• Quoted passage
—————

Helena Baert and Matthew Madden

Helena Baert and Matthew Madden, Physical Education Department, served as planners for the Central South Zone Conference held at SUNY Cortland on Friday, Jan. 19. The conference, part of the Association for Health, Physical Education, Recreation and Dance, included more than 25 sessions and brought together over 170 physical education and health professionals from Central New York. The conference was well attended and participants and presenters included current students, faculty, alumni and members living and/or working in Broome, Cayuga, Chemung, Chenango, Cortland, Delaware, Otsego, Schuyler, Tioga and Tompkins counties. Student volunteers from the Alliance of Physical Education Majors (APEM) helped make the conference a success. Baert is past president of the Central South Zone.

Scott Moranda

Scott Moranda, History Department, is listed in the credits of a PBS documentary on Carl Schenck, one of America’s first foresters, which showed on WSKG Binghamton and WCNY Syracuse from April 15-18. Moranda was asked to review “America’s First Forest: Carl Schenck and the Asheville Experiment” and summarize Schenck’s life in relation to his return to Germany where he lived during the Nazi period. The documentary shows German contributions to American forestry in its earliest days.

Thomas Hischak

Thomas Hischak, Performing Arts Department, has written a chapter on the “American Musical Theatre” for The Oxford Handbook of American Drama, published by Oxford University Press in December 2013.

—————

• Set exercise 1
Extract every line of the listing that contains the string "inside".
The faculty notes above have no connection to the listing.

—————

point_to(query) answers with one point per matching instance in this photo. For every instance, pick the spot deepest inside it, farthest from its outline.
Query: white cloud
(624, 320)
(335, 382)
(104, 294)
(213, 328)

—————

• Set exercise 2
Reproduce the faculty notes starting with "Helena Baert and Matthew Madden, Physical" and going on through "Central South Zone.", renaming "Central South Zone" to "Central Southern Zone".

• Complete answer 1
point_to(query) answers with one point per matching instance in this photo. For every instance, pick the spot deepest inside it, farthest from its outline.

• Complete answer 2
Helena Baert and Matthew Madden, Physical Education Department, served as planners for the Central Southern Zone Conference held at SUNY Cortland on Friday, Jan. 19. The conference, part of the Association for Health, Physical Education, Recreation and Dance, included more than 25 sessions and brought together over 170 physical education and health professionals from Central New York. The conference was well attended and participants and presenters included current students, faculty, alumni and members living and/or working in Broome, Cayuga, Chemung, Chenango, Cortland, Delaware, Otsego, Schuyler, Tioga and Tompkins counties. Student volunteers from the Alliance of Physical Education Majors (APEM) helped make the conference a success. Baert is past president of the Central Southern Zone.